Print the entries below in their entirety, exactly as they are written.

(Extracted records)

■ ■ ■ ■

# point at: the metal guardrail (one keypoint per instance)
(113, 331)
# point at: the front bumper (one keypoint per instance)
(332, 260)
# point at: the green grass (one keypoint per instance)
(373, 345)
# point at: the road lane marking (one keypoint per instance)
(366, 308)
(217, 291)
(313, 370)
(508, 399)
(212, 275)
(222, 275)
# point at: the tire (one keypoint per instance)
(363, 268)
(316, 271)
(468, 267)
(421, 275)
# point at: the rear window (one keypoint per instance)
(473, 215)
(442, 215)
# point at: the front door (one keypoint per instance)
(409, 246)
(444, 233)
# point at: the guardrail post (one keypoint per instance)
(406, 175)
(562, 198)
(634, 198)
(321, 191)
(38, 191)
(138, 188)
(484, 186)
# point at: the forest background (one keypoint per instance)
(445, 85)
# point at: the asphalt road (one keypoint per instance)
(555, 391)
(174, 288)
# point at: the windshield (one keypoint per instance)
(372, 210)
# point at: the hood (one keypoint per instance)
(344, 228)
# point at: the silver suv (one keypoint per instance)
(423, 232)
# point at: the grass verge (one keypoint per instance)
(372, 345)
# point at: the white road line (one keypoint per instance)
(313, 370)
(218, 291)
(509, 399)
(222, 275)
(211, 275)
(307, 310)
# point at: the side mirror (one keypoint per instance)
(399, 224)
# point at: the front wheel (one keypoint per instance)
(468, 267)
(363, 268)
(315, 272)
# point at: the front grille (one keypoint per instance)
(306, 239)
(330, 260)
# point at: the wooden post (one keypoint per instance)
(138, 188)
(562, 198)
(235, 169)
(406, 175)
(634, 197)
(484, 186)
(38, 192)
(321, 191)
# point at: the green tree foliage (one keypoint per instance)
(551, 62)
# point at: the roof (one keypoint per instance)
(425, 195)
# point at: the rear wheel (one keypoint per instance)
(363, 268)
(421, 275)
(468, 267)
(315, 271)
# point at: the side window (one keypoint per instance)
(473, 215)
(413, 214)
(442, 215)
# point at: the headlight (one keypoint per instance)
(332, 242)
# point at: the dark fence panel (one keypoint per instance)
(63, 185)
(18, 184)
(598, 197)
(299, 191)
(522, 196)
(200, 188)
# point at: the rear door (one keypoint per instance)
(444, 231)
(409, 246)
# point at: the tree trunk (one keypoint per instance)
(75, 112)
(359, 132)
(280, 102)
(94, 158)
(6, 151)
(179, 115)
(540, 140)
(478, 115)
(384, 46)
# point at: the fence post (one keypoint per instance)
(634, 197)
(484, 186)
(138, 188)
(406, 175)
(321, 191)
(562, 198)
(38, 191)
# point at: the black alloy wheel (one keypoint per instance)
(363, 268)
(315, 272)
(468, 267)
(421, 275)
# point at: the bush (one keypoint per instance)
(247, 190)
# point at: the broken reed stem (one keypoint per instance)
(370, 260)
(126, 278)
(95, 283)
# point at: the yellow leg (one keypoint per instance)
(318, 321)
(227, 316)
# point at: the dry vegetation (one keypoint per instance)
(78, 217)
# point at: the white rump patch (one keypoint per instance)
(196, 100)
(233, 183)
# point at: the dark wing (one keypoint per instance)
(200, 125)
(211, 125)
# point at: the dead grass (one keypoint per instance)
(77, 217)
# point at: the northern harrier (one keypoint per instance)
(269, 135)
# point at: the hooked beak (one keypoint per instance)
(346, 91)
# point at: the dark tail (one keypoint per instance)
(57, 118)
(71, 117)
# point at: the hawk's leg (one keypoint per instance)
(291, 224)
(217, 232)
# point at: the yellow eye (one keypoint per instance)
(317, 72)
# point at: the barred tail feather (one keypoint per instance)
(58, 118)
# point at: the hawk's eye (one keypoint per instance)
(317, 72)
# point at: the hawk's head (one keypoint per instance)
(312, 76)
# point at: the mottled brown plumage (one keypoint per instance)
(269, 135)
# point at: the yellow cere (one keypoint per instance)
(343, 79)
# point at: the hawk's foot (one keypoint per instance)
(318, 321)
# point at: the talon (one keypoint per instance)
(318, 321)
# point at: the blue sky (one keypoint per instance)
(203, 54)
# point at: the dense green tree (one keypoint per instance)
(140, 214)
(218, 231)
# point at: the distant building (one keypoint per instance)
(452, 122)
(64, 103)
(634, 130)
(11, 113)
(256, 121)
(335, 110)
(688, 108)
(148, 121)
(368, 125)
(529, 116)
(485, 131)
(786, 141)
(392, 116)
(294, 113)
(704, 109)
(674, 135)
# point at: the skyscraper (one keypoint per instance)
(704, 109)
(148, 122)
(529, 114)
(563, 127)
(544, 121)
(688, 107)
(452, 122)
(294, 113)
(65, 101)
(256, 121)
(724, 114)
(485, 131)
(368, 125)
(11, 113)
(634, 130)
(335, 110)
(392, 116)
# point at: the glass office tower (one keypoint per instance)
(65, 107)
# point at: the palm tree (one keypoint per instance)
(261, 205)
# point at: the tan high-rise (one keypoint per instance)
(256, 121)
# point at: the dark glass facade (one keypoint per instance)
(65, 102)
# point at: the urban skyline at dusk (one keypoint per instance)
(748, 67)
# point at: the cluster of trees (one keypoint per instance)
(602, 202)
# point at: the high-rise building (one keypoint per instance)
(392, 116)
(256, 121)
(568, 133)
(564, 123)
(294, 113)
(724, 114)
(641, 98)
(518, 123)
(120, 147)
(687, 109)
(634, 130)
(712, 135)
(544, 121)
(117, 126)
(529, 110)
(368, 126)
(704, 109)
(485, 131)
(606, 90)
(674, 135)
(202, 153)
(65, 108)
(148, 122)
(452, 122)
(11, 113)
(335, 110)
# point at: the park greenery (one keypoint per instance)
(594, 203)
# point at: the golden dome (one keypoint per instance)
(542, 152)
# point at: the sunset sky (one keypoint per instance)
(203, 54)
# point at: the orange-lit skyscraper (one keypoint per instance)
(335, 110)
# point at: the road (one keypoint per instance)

■ ■ ■ ■

Written answer:
# point at: the metal guardrail (one keypoint per instance)
(113, 331)
# point at: the front bumper (one keypoint per instance)
(332, 260)
# point at: the green grass (one keypoint per instance)
(373, 345)
# point at: the road lane marking (one keypoint per instance)
(366, 308)
(217, 291)
(313, 370)
(508, 399)
(212, 275)
(222, 275)
# point at: the tire (one keypoint per instance)
(363, 268)
(316, 271)
(468, 267)
(421, 275)
# point at: the rear window (one keypoint per instance)
(473, 215)
(442, 215)
# point at: the front door (one keypoint per instance)
(409, 246)
(444, 233)
# point at: the guardrail post (one keypoint per instance)
(406, 175)
(562, 198)
(634, 198)
(321, 191)
(38, 191)
(138, 188)
(484, 186)
# point at: the forest background (one keypoint per instance)
(445, 85)
# point at: the asphalt road (one keypoint per instance)
(555, 391)
(174, 288)
# point at: the windshield (one keypoint per instance)
(372, 210)
# point at: the hood (one keypoint per instance)
(344, 228)
# point at: the silver suv (one keypoint per instance)
(423, 232)
# point at: the grass verge (one keypoint per instance)
(372, 345)
# point at: the white road line (one keypoint per instance)
(313, 370)
(218, 291)
(509, 399)
(222, 275)
(211, 275)
(307, 310)
# point at: the side mirror (one keypoint per instance)
(399, 224)
# point at: the front wheel (one keypoint per instance)
(468, 267)
(363, 268)
(315, 272)
# point at: the front grille (one keypoint per instance)
(306, 239)
(330, 260)
# point at: the wooden post (one keypoint per instance)
(138, 188)
(562, 198)
(235, 169)
(406, 175)
(634, 197)
(484, 186)
(38, 192)
(321, 191)
# point at: the green tree foliage (one keypoint per instance)
(551, 62)
# point at: the roof (one keypoint per instance)
(425, 195)
# point at: the rear wheel (one keypoint per instance)
(363, 268)
(421, 275)
(468, 267)
(315, 271)
# point at: the side window (one keypoint per instance)
(473, 215)
(413, 214)
(442, 215)
# point at: the headlight (one keypoint per instance)
(332, 242)
# point at: the dark fence panel (one keypoint per instance)
(63, 185)
(18, 184)
(598, 197)
(299, 191)
(522, 196)
(200, 188)
# point at: the rear door (one keypoint per instance)
(444, 231)
(409, 246)
# point at: the tree trunk (one keypoint per instance)
(75, 112)
(359, 132)
(280, 102)
(94, 158)
(6, 151)
(179, 115)
(540, 140)
(478, 115)
(384, 46)
# point at: the fence post (one keypoint per instance)
(634, 197)
(484, 186)
(138, 188)
(406, 175)
(321, 191)
(562, 198)
(38, 191)
# point at: the black alloy wheel (one keypoint per instance)
(363, 268)
(315, 272)
(468, 267)
(421, 275)
# point at: the bush (one keypoint per instance)
(247, 190)
# point at: the broken reed stem (one keypoint per instance)
(370, 260)
(126, 278)
(95, 283)
# point at: the yellow leg (one keypoint per instance)
(318, 321)
(227, 316)
# point at: the dry vegetation (one keypoint per instance)
(78, 217)
# point at: the white rump patch (one keypoint per instance)
(196, 100)
(233, 183)
# point at: the dark wing (one keypoint per instance)
(200, 125)
(211, 125)
# point at: the dead grass (one keypoint per instance)
(77, 217)
# point at: the northern harrier (one keypoint per instance)
(269, 135)
# point at: the hooked beak (one keypoint per instance)
(346, 91)
# point at: the dark tail (one keypoint per instance)
(57, 118)
(71, 117)
# point at: the hawk's leg (one keypoint per instance)
(291, 224)
(217, 232)
# point at: the yellow eye (one keypoint per instance)
(317, 72)
# point at: the barred tail feather (one keypoint per instance)
(58, 118)
# point at: the hawk's eye (one keypoint per instance)
(317, 72)
# point at: the hawk's head (one keypoint per instance)
(312, 76)
# point at: the mottled brown plumage (one keypoint per instance)
(269, 135)
# point at: the yellow cere (one keypoint per instance)
(343, 79)
# point at: the hawk's foot (one keypoint per instance)
(318, 321)
# point at: the talon (one keypoint per instance)
(318, 321)
# point at: the blue sky (one keypoint per instance)
(203, 54)
# point at: the dense green tree (one keypoint per instance)
(140, 214)
(218, 231)
# point at: the distant building (one keypoint per instance)
(452, 122)
(64, 103)
(634, 130)
(11, 113)
(256, 121)
(335, 110)
(688, 108)
(148, 121)
(368, 125)
(529, 116)
(485, 131)
(786, 141)
(392, 116)
(294, 113)
(704, 109)
(674, 135)
# point at: the skyscraper (one keypoint per instance)
(704, 109)
(148, 122)
(529, 114)
(563, 127)
(544, 121)
(688, 107)
(452, 122)
(294, 113)
(65, 101)
(256, 121)
(724, 114)
(485, 131)
(368, 125)
(11, 113)
(634, 130)
(335, 110)
(392, 116)
# point at: the glass office tower (one keypoint per instance)
(65, 107)
# point at: the palm tree (one keypoint per instance)
(261, 205)
# point at: the tan high-rise (one keypoint per instance)
(256, 121)
# point at: the dark glass facade (one keypoint per instance)
(65, 102)
# point at: the urban skyline at dusk (one keypoint per instance)
(748, 67)
# point at: the cluster of trees (one keypoint per instance)
(602, 202)
# point at: the high-rise building (one keypoint per instance)
(392, 116)
(256, 121)
(568, 133)
(564, 123)
(294, 113)
(724, 114)
(641, 98)
(518, 123)
(120, 147)
(687, 109)
(634, 130)
(712, 135)
(544, 121)
(117, 126)
(529, 110)
(368, 126)
(704, 109)
(485, 131)
(606, 90)
(674, 135)
(202, 153)
(65, 108)
(148, 122)
(452, 122)
(11, 113)
(335, 110)
# point at: the park greenery (one keypoint per instance)
(594, 203)
# point at: the golden dome (one keypoint per instance)
(542, 152)
# point at: the sunset sky (one keypoint per instance)
(203, 54)
# point at: the orange-lit skyscraper (one keypoint per instance)
(335, 110)
# point at: the road (one keypoint per instance)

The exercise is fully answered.